## [Problem details]
Extract the final stretch of the data: the line that contains "the white window" and every line after it, unaltered, and no other lines.

## [Working data]
▼▼▼

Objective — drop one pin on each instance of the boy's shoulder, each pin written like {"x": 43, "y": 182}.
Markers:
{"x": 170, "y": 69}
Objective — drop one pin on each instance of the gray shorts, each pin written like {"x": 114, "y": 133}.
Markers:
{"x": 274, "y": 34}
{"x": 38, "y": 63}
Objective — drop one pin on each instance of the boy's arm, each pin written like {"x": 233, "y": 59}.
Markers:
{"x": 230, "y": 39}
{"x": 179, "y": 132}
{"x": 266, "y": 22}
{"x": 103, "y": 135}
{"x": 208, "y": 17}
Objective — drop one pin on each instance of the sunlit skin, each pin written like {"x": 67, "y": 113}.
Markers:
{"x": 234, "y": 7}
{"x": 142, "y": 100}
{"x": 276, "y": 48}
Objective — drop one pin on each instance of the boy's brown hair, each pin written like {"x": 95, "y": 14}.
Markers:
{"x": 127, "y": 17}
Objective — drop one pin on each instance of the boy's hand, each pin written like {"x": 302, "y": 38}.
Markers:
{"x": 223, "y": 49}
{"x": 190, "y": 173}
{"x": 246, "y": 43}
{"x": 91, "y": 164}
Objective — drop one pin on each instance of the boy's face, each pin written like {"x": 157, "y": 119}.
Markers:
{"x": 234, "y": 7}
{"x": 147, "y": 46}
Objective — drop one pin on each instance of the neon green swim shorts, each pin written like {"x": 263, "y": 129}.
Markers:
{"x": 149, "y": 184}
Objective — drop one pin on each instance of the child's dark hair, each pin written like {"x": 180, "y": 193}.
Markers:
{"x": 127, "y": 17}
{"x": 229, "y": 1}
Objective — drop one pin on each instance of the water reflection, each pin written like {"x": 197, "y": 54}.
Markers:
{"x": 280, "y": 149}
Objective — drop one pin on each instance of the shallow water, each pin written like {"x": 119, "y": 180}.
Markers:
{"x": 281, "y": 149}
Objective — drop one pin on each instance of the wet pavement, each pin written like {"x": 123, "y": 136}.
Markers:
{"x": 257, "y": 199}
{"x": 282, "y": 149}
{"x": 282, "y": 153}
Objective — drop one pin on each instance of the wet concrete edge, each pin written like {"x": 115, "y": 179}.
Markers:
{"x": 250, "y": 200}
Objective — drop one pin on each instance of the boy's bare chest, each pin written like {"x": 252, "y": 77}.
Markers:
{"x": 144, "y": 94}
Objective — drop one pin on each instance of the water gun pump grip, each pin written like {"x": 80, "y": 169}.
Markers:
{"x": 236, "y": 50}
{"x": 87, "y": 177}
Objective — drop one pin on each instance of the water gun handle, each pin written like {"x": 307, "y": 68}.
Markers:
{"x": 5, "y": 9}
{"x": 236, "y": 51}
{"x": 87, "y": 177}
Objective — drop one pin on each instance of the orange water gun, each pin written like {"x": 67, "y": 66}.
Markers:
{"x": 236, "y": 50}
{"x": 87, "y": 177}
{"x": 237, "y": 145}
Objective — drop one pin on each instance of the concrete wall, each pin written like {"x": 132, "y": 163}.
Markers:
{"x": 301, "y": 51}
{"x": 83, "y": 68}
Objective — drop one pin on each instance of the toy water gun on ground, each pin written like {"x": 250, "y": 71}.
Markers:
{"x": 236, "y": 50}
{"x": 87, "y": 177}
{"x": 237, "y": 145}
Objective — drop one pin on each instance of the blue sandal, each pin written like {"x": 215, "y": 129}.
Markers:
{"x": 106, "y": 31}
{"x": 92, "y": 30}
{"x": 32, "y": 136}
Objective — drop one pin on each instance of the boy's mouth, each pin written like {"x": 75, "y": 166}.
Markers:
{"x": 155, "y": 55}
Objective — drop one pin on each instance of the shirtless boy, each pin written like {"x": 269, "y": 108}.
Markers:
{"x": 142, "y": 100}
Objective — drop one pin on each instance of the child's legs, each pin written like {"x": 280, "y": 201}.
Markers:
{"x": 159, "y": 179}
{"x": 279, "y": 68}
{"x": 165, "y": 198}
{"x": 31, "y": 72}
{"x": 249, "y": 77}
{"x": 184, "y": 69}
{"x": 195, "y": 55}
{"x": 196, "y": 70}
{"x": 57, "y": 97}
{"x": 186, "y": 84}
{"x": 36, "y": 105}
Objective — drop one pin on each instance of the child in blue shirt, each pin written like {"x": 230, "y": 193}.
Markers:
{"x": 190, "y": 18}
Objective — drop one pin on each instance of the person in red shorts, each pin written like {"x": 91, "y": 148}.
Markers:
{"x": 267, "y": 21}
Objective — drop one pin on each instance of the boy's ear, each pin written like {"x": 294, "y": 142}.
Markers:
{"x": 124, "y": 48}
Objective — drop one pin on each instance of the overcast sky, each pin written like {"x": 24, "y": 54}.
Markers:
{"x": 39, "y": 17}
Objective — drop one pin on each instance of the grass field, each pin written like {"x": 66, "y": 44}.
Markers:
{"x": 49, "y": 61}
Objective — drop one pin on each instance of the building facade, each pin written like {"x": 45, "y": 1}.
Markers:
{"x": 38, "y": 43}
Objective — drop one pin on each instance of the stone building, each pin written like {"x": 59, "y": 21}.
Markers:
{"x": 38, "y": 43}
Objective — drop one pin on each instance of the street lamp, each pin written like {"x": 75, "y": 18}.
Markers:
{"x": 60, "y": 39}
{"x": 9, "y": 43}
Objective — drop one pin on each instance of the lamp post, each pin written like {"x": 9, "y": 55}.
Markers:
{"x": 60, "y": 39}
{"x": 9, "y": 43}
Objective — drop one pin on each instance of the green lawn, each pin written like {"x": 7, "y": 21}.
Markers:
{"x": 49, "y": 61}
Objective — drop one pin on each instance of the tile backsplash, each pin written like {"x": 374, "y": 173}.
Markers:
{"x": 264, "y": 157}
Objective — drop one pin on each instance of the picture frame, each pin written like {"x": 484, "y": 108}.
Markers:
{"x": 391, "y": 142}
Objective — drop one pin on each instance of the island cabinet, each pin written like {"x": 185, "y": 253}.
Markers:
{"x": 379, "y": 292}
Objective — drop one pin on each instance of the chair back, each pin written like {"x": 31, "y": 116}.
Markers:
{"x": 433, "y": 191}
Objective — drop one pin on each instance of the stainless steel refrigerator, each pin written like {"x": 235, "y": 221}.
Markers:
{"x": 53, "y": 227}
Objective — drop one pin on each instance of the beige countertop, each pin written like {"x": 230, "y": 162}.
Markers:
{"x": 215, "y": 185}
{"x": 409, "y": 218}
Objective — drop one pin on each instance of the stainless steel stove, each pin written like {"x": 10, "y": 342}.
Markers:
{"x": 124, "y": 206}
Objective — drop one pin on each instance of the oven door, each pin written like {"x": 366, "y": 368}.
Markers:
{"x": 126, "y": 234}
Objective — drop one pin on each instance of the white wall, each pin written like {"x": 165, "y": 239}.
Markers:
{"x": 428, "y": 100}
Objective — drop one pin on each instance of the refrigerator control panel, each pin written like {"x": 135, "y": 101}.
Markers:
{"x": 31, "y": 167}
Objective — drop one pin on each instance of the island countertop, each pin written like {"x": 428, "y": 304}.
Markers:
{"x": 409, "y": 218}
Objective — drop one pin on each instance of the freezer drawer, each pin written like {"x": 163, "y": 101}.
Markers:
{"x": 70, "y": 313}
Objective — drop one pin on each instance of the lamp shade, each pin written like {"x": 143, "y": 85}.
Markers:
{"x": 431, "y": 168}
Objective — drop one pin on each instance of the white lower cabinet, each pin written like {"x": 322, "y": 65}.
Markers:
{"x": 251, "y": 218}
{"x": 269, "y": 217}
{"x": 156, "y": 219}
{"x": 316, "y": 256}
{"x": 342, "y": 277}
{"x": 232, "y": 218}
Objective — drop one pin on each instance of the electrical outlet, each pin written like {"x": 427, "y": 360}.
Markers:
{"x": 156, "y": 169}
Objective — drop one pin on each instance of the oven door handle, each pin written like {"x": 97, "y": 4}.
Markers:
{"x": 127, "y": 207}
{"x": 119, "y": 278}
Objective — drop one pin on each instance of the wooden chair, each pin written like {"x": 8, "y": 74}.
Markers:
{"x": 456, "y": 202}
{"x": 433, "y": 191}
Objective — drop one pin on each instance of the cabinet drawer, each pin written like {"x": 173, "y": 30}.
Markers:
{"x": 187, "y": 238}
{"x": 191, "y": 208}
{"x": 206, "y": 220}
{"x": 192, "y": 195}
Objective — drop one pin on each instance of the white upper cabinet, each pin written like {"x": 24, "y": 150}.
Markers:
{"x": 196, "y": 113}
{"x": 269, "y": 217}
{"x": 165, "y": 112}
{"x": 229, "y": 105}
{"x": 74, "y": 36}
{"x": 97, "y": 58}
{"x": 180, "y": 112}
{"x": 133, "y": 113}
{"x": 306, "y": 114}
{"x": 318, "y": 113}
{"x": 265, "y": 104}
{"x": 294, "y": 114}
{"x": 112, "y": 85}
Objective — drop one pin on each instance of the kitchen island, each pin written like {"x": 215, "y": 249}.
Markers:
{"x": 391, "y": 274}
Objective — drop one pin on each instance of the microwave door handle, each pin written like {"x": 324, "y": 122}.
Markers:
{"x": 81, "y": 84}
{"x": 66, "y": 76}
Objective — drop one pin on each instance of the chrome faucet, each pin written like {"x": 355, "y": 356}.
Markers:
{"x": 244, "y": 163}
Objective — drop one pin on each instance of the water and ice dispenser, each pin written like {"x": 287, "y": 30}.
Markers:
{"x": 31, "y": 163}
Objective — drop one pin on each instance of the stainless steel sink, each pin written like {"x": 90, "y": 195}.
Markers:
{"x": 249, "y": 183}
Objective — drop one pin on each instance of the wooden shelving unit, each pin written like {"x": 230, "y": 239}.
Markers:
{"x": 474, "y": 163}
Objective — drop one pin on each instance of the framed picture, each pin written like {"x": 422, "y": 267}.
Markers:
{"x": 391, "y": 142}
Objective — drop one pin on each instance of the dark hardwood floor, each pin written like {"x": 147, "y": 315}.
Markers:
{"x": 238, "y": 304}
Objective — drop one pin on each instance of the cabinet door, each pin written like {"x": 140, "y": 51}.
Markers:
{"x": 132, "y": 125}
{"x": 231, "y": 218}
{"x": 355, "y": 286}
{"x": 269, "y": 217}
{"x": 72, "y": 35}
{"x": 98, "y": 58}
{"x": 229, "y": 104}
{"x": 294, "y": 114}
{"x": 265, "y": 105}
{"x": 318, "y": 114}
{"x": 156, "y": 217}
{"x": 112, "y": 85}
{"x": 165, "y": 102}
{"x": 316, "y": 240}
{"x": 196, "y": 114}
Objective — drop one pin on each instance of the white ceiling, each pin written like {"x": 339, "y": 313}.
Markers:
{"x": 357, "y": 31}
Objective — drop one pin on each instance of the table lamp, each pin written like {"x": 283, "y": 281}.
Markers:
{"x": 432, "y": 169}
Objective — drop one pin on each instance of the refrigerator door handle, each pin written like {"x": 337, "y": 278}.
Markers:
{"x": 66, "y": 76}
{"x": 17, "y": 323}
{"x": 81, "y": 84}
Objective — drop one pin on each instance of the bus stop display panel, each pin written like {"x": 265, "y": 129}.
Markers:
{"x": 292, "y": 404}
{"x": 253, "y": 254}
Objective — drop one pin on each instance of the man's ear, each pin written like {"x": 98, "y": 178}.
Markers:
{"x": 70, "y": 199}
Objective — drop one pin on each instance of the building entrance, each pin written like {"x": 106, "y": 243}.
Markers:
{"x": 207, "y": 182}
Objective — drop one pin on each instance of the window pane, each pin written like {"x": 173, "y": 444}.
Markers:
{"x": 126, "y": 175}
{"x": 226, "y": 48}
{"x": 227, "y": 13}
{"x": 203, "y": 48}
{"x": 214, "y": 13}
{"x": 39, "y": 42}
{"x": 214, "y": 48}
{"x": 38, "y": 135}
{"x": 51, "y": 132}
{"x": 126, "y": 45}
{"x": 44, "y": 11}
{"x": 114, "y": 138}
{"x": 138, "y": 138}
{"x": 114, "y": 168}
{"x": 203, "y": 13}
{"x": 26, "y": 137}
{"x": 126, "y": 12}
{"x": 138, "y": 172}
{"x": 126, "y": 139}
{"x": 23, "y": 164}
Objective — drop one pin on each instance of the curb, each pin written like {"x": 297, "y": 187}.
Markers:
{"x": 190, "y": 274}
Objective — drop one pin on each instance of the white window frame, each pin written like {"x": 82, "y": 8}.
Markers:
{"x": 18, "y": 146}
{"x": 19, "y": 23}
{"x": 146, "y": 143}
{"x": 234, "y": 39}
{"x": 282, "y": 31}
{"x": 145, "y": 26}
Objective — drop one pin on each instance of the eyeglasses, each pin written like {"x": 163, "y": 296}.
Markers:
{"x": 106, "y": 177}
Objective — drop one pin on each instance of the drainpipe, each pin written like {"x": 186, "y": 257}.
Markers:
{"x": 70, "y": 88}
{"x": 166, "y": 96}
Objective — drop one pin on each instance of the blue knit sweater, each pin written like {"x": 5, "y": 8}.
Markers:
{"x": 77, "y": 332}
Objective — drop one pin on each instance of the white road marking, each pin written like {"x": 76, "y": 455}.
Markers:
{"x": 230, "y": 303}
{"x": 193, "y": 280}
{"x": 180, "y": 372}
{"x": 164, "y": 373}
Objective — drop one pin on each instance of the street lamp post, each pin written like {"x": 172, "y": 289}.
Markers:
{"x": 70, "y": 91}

▲▲▲

## [Full solution]
Objective — drop one pin on each instance of the white window frame, each pin written like {"x": 82, "y": 8}.
Markers:
{"x": 18, "y": 146}
{"x": 19, "y": 23}
{"x": 146, "y": 143}
{"x": 234, "y": 39}
{"x": 282, "y": 31}
{"x": 145, "y": 26}
Objective — drop one pin on each instance of the eyeglasses, each pin written like {"x": 163, "y": 296}.
Markers:
{"x": 106, "y": 177}
Objective — drop one pin on each instance of the drainpipe, each pin written like {"x": 186, "y": 257}.
Markers:
{"x": 70, "y": 88}
{"x": 166, "y": 96}
Objective — drop one pin on each instance of the blue knit sweater, each pin written like {"x": 5, "y": 8}.
Markers:
{"x": 77, "y": 332}
Objective — drop one pin on each instance of the white road marking, each pin written like {"x": 76, "y": 455}.
Markers:
{"x": 230, "y": 303}
{"x": 193, "y": 280}
{"x": 180, "y": 372}
{"x": 164, "y": 373}
Objective — drop one pin on each instance of the street lamp post, each pin written like {"x": 172, "y": 289}.
Markers:
{"x": 70, "y": 91}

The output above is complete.